The task: Render everything in the data from the start down to the line containing "[[819, 202], [1011, 482], [919, 424], [918, 234]]" as a two-column CSV with headers text and answer, one row per text with its answer. Quote every field and replace line breaks with spaces.

(Named-object pointing data)
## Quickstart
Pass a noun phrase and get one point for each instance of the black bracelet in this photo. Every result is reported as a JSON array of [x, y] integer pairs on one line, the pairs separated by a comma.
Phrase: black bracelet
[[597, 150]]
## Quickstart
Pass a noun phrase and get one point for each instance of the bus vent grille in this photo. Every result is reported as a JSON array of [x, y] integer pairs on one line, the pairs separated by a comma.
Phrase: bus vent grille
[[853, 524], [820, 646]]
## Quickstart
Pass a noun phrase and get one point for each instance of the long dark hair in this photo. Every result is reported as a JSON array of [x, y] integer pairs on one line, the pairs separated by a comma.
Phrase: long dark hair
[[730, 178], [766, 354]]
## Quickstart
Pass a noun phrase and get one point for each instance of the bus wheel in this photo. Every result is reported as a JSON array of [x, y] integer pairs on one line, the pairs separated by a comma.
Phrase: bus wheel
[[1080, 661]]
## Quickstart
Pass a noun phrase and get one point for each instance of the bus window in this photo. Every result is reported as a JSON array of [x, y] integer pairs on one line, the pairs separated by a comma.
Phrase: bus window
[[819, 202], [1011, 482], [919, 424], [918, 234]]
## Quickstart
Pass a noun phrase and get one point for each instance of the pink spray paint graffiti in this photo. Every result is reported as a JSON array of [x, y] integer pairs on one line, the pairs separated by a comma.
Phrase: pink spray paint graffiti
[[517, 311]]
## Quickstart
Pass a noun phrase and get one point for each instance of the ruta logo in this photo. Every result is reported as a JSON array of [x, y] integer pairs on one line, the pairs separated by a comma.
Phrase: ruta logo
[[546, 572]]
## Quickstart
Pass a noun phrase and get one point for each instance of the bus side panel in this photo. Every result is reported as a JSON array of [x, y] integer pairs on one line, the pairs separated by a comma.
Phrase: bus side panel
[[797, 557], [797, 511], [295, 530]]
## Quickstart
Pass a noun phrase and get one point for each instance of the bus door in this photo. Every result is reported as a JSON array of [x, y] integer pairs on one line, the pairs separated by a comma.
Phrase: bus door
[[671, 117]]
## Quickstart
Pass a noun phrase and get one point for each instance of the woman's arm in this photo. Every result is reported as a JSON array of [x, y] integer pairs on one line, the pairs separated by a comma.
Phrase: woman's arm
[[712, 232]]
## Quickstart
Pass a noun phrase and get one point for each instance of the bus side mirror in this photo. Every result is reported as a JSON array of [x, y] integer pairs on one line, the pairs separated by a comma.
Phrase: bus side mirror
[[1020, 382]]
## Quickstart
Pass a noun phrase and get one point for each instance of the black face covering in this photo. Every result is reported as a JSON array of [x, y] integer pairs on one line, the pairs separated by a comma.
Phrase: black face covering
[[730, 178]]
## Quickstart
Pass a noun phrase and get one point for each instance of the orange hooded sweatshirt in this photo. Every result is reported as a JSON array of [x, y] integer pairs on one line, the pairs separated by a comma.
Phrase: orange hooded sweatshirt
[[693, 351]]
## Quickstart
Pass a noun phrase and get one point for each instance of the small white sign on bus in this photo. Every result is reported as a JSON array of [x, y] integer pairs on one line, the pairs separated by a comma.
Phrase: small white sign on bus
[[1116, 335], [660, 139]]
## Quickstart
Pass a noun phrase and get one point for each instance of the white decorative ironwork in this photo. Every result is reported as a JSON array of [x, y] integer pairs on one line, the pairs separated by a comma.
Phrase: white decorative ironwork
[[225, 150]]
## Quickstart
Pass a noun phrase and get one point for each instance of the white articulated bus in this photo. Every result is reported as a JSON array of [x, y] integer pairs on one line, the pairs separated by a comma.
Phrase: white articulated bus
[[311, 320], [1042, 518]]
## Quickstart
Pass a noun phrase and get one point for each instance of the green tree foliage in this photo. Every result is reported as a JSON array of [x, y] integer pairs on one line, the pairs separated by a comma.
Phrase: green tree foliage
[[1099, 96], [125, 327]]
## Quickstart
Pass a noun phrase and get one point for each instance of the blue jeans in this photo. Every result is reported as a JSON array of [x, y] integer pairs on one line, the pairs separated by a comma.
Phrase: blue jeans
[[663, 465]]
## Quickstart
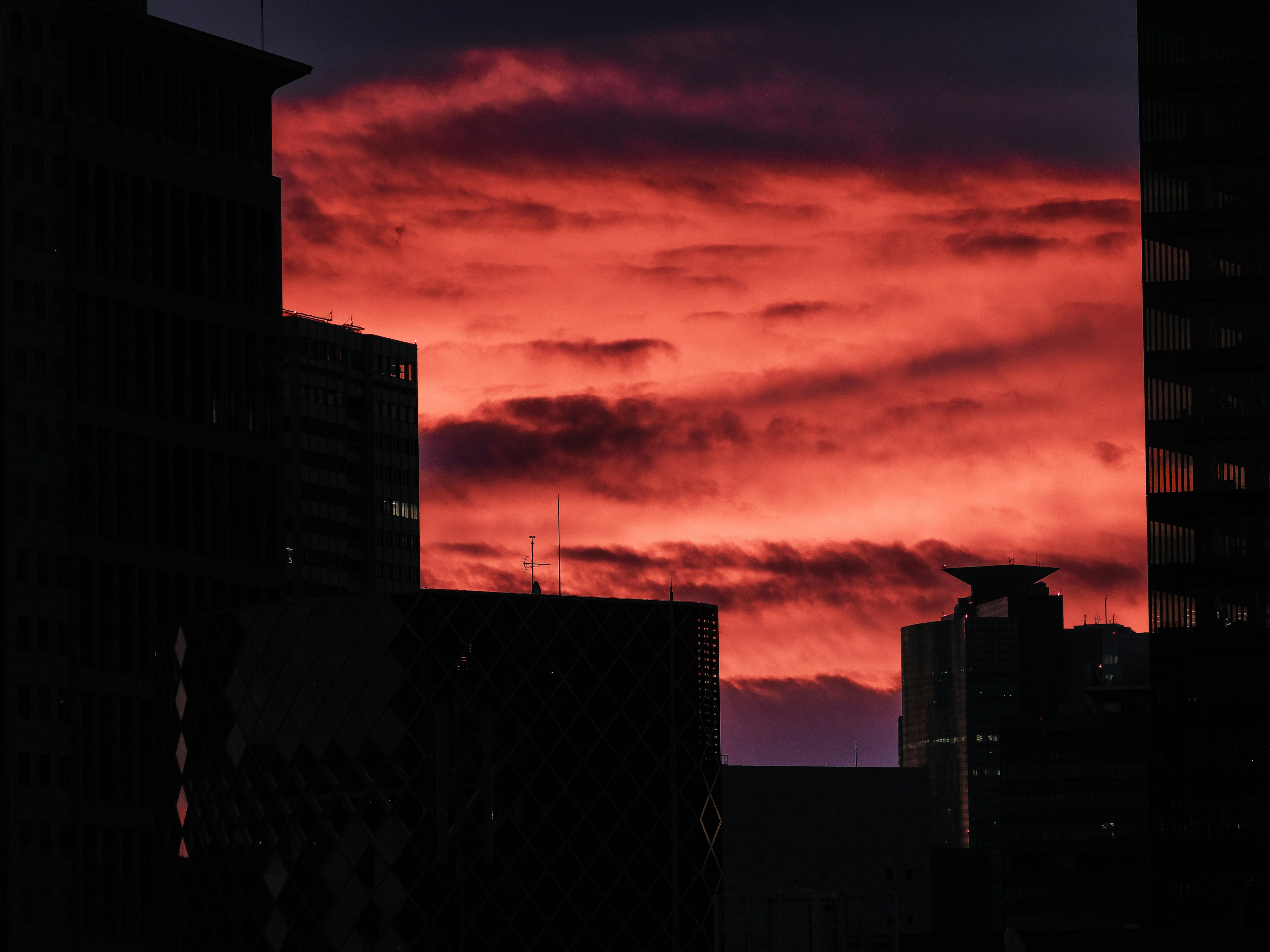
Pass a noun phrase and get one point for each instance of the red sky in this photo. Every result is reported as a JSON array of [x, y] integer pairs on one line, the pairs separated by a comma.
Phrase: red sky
[[799, 385]]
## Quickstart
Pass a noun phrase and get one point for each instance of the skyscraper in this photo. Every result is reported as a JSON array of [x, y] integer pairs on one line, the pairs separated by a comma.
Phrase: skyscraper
[[446, 770], [142, 405], [999, 653], [352, 431], [1206, 146]]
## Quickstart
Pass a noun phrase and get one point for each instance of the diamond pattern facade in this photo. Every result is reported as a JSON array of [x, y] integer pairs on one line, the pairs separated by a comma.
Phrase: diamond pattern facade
[[447, 771]]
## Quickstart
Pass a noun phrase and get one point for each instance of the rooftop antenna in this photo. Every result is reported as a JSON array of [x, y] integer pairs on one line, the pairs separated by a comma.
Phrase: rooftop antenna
[[530, 565]]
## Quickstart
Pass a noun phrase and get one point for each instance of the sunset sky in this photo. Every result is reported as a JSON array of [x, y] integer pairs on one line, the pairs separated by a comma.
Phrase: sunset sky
[[798, 308]]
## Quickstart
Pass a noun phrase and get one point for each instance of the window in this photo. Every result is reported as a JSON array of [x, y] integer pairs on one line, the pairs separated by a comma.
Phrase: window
[[22, 634], [1170, 544]]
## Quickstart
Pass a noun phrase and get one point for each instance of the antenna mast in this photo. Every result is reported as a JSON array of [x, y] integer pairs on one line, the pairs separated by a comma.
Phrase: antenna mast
[[530, 565]]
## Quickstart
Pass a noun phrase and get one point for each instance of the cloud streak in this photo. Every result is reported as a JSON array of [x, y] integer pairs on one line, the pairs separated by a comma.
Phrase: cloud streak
[[802, 384]]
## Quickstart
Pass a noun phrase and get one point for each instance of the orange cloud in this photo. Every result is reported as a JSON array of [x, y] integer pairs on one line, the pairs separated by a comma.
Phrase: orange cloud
[[799, 386]]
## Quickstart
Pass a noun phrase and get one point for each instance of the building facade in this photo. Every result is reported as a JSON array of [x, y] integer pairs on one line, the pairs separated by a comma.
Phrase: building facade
[[352, 432], [825, 857], [999, 654], [142, 409], [446, 771], [1206, 155]]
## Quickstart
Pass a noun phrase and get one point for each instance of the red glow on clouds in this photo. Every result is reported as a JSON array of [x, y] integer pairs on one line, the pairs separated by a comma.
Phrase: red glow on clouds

Answer to this exercise:
text,answer
"## Quickstart Pass a noun phrase and get one point for each instance of the black bracelet in this photo. Every result is reported as a JSON array of [x, y] integer pairs on one line, the pairs separated by a comma. Phrase: black bracelet","[[597, 150]]"
"## Quickstart Pass a noun phrase and get one point for each instance of the bus vent grille in this photo. Every result is reported as a JSON array of [x, y] integer pairs on one line, the pairs separated by a comma. Phrase: bus vent grille","[[853, 524], [820, 646]]"
"## Quickstart Pass a noun phrase and get one point for each instance of the long dark hair in this photo. Every result is reported as a JSON array of [x, y] integer pairs on one line, the pairs separated by a comma. Phrase: long dark hair","[[730, 178], [766, 354]]"
"## Quickstart Pass a noun phrase and get one point for each instance of the bus wheel in this photo. Every result is reported as a JSON array of [x, y] integer pairs on one line, the pairs separated by a comma. Phrase: bus wheel","[[1080, 661]]"
"## Quickstart Pass a noun phrase and get one point for each instance of the bus window in this photo. Every result is reported as a JSON array of [x, y] integer pairs on one line, the pairs separated by a comma. Phrase: bus window","[[819, 202], [1011, 482], [919, 424], [918, 234]]"